# Information provided:
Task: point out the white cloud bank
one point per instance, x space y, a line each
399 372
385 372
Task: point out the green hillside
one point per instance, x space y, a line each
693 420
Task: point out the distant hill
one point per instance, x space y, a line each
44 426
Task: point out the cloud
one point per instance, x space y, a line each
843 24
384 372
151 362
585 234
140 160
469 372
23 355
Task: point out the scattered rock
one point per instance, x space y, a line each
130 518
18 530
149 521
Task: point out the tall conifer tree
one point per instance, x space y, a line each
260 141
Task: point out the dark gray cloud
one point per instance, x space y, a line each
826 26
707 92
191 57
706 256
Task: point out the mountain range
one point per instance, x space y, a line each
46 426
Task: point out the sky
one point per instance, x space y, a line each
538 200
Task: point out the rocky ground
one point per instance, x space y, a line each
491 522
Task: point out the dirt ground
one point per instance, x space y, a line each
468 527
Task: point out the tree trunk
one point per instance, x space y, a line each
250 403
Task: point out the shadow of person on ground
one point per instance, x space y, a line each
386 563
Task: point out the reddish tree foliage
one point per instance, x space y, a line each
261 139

# Exercise brief:
Update all the items above by replacing every "point out" with "mark", leaving the rest unchanged.

# Response for this exercise:
Task: mark the white cloud bank
one point per instance, x space y, a line each
399 372
385 372
Task: mark the green hillside
one point per instance, x space y, a line each
693 420
Task: mark the distant hill
one point per instance, x space y, a line each
44 426
Task: mark the cloud
one point per instance, x space y, a line each
843 24
384 372
151 362
585 234
140 160
469 372
23 355
Task: mark the scattered rock
one point per instance, x space y, a line each
130 518
18 530
149 521
Task: mark the tall conifer tree
one point per instance, x space y, a line each
260 141
Task: mark the dark gray cloud
one point per instance, x space y, a line each
826 26
707 92
191 57
706 256
Task: mark the mountain range
one point per instance, x space y, a line each
46 426
Task: mark the sky
one point per instance, x space y, a line each
538 200
Task: mark the rocky ground
one point per instance, x space y, a line each
491 522
Task: mark the dirt ground
one point per instance, x space y, a line each
468 527
Task: mark the tree trunk
one point per instance, x space y, a line each
250 403
Task: mark the shadow of person on ground
one point per instance, x space y, a line each
386 563
Task: mark the reddish tree foliage
one point per instance, x space y, a line each
261 139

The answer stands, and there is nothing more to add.